• ESERCIZIO 1
Rispondi alle domande sul brano sul petrolio iracheno riportato qui sotto.
(a) Fino a quanti barili al giorno produceva la Iraq Petroleum Company sino al 1991?
(b) A quanto scese la produzione giornaliera dopo la Prima Guerra del Golfo e le sanzioni?
(c) In quale periodo il Pentagono preparava l'invasione dell'Iraq?

• TESTO DI LETTURA
L’Iraq ha seguito un percorso simile. Sotto Saddam Hussein, la compagnia petrolifera di stato Iraq Petroleum Company (IPC) produceva fino a 2,8 milioni di barili al giorno sino al 1991, quando la Prima Guerra del Golfo contro gli USA e le seguenti sanzioni fecero scendere la produzione a mezzo milione al giorno. Anche se dal 2001 la produzione è di nuovo risalita a circa 2,5 milioni di barili al giorno, non ha mai raggiunto i picchi precedenti. Mentre il Pentagono preparava l’invasione dell’Iraq alla fine del 2002, comunque, insiders dell’amministrazione ed esuli iracheni ben inseriti, parlavano sognanti di una età dell’oro che sarebbe arrivata, in cui le compagnie petrolifere straniere sarebbero state invitate a tornare nel paese, la compagnia statale petrolifera sarebbe stata privatizzata e la produzione avrebbe raggiunto livelli mai visti prima.

Record estratti
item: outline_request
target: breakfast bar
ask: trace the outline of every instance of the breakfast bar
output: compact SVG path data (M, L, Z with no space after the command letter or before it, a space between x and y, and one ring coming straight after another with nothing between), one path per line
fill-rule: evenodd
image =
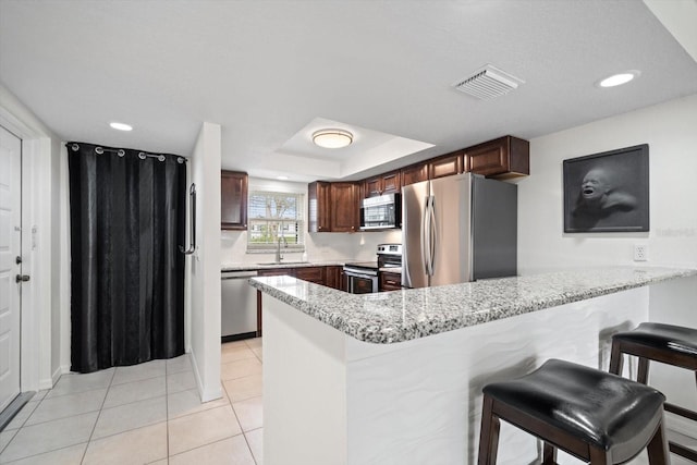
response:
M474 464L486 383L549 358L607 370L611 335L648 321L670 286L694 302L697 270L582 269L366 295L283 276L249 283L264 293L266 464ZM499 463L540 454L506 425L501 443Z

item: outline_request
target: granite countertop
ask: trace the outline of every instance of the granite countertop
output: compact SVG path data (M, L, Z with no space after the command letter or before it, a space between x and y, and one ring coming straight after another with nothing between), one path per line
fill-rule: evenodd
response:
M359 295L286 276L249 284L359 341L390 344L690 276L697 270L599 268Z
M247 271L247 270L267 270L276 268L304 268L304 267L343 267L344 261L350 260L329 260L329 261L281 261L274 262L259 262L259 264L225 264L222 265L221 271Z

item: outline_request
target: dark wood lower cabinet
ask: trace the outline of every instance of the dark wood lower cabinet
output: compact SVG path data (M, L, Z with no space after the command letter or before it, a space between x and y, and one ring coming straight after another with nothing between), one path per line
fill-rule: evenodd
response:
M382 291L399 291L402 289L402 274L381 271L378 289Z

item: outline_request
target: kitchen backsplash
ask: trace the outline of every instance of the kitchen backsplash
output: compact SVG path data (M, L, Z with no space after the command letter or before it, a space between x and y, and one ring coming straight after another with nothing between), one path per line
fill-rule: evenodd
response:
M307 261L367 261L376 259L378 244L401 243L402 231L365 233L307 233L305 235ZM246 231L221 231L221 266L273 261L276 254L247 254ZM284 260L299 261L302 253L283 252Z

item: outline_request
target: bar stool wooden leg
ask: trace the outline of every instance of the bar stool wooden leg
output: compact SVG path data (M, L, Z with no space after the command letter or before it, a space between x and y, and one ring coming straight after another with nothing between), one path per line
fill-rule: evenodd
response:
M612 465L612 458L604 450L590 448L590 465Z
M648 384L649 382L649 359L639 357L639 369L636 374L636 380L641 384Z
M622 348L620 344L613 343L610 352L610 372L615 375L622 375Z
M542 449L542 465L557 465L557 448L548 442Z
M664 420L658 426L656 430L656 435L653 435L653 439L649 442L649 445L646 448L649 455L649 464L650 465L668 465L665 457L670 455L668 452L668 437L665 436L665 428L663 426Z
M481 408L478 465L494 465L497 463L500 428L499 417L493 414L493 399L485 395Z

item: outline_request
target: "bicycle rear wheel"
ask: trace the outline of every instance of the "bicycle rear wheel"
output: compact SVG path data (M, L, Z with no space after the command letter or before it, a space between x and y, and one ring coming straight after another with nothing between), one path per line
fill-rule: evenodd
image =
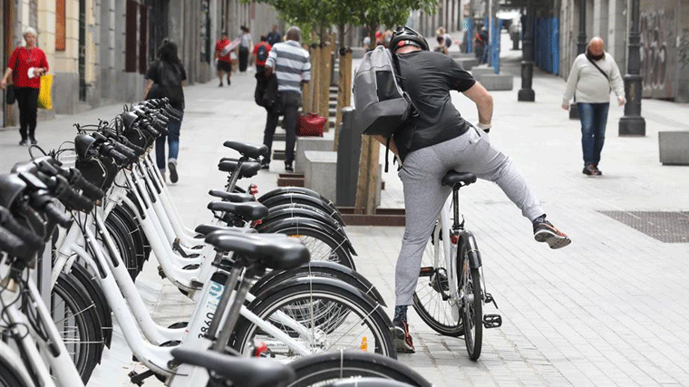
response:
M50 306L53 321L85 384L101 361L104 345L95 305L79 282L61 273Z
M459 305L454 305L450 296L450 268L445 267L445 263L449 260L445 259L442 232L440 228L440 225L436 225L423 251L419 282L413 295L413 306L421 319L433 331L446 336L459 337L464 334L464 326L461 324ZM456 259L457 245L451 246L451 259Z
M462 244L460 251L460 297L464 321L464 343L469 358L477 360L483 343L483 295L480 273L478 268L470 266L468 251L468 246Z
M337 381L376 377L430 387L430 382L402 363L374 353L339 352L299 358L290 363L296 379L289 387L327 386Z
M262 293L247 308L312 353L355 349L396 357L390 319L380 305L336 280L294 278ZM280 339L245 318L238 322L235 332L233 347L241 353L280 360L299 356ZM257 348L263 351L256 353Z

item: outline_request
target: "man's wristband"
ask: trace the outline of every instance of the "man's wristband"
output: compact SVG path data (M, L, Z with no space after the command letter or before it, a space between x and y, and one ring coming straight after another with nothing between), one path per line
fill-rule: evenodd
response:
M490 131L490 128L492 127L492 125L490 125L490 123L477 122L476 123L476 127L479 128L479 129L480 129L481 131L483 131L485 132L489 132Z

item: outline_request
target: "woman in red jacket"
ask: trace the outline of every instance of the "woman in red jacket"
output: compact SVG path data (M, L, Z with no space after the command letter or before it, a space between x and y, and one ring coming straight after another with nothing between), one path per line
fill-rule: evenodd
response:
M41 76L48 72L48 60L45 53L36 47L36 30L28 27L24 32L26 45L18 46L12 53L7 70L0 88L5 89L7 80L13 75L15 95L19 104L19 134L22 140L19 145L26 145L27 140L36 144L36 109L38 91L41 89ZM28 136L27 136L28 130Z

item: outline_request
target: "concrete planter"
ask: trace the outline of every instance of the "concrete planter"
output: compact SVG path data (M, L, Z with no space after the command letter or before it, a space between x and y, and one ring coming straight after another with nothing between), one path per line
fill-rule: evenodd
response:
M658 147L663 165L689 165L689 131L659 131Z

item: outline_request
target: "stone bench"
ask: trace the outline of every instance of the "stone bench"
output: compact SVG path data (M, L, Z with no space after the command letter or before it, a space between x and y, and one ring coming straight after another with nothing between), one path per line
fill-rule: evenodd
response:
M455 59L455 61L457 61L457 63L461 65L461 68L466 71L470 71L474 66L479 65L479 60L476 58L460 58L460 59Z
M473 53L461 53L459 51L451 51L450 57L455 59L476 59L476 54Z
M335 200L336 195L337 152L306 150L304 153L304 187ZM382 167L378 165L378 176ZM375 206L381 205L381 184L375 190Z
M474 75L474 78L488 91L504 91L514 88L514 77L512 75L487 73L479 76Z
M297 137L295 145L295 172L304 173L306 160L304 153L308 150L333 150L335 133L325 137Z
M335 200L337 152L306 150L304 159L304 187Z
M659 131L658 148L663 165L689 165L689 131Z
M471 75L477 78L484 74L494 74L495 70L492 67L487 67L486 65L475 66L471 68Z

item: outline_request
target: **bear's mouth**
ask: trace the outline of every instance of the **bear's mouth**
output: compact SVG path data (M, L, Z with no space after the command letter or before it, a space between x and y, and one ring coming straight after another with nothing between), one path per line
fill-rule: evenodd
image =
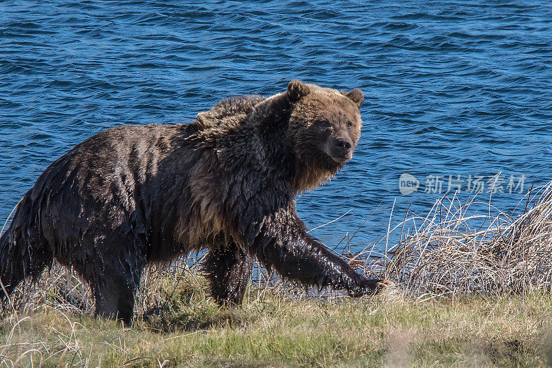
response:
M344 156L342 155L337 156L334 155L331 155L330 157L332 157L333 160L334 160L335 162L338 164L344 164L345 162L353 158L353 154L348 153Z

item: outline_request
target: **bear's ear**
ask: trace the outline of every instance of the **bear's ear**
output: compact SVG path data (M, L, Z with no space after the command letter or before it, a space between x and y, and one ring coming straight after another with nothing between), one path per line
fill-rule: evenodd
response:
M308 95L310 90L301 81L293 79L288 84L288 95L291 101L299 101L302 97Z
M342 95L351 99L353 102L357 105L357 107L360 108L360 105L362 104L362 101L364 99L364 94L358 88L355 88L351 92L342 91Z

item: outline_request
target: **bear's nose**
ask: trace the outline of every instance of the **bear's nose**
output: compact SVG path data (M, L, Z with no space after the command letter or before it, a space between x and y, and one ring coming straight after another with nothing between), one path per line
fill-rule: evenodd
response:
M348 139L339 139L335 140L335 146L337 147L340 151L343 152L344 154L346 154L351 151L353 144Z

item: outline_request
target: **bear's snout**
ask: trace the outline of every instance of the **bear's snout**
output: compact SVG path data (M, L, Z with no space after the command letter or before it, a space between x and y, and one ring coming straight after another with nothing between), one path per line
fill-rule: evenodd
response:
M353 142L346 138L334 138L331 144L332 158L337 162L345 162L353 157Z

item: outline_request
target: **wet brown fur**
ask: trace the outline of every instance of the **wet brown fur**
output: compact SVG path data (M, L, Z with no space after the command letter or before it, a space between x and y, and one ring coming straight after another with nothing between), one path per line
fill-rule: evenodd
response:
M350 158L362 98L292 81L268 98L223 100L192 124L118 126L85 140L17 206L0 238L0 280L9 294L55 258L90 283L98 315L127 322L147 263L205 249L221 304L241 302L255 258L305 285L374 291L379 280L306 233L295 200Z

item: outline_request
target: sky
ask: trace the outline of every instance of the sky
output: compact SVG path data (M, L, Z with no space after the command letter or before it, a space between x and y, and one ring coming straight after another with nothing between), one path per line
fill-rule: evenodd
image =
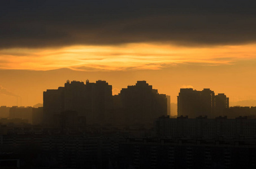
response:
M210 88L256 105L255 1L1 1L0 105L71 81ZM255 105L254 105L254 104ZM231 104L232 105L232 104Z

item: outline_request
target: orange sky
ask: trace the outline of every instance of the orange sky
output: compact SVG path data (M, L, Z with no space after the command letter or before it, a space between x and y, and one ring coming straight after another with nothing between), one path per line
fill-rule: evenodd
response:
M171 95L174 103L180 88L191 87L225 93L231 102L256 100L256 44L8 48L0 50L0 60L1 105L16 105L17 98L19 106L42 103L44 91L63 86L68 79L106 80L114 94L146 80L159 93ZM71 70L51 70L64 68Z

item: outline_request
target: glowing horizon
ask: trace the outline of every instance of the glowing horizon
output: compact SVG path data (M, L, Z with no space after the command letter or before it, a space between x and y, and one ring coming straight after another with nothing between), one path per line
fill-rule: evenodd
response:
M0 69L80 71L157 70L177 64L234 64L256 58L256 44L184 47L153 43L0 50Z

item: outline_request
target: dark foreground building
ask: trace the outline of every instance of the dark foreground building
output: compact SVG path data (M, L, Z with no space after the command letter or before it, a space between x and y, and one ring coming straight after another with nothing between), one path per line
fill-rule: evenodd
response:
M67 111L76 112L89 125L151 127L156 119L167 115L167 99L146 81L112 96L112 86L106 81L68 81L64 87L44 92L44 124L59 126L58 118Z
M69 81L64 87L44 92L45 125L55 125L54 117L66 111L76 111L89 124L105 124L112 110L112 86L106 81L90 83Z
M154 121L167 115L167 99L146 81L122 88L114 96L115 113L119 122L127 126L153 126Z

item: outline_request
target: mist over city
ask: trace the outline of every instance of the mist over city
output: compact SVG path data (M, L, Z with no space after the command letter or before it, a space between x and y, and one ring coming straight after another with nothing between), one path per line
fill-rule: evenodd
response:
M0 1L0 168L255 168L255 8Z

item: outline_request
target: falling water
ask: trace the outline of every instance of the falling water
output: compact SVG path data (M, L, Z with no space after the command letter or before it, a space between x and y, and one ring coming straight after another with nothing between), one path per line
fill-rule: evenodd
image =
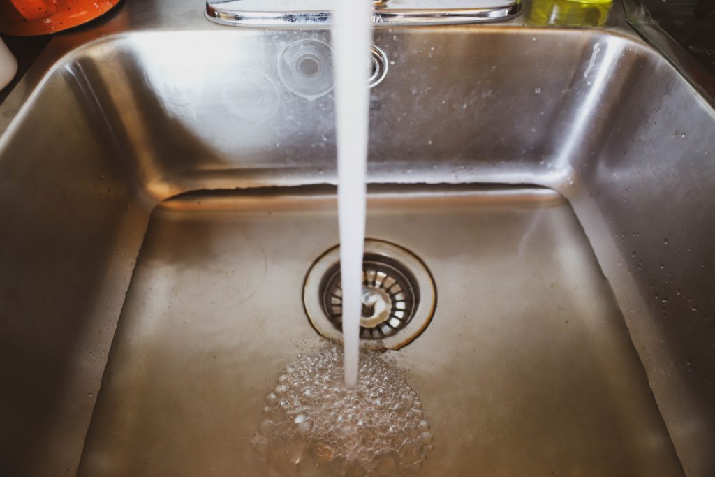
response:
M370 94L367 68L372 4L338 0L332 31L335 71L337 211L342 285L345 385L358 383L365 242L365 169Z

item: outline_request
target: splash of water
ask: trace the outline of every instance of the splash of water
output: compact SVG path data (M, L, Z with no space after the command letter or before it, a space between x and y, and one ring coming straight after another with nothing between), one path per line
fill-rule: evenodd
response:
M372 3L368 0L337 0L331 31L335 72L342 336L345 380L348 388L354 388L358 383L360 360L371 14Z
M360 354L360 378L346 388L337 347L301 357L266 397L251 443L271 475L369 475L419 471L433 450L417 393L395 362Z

• ESERCIZIO 2
Conta le righe dei record che contengono la stringa "jacket" e scrivi solo il numero.

• RISPOSTA ATTESA 1
(a) Fino a 2,8 milioni di barili al giorno.
(b) A mezzo milione di barili al giorno.
(c) Alla fine del 2002.

• RISPOSTA ATTESA 2
2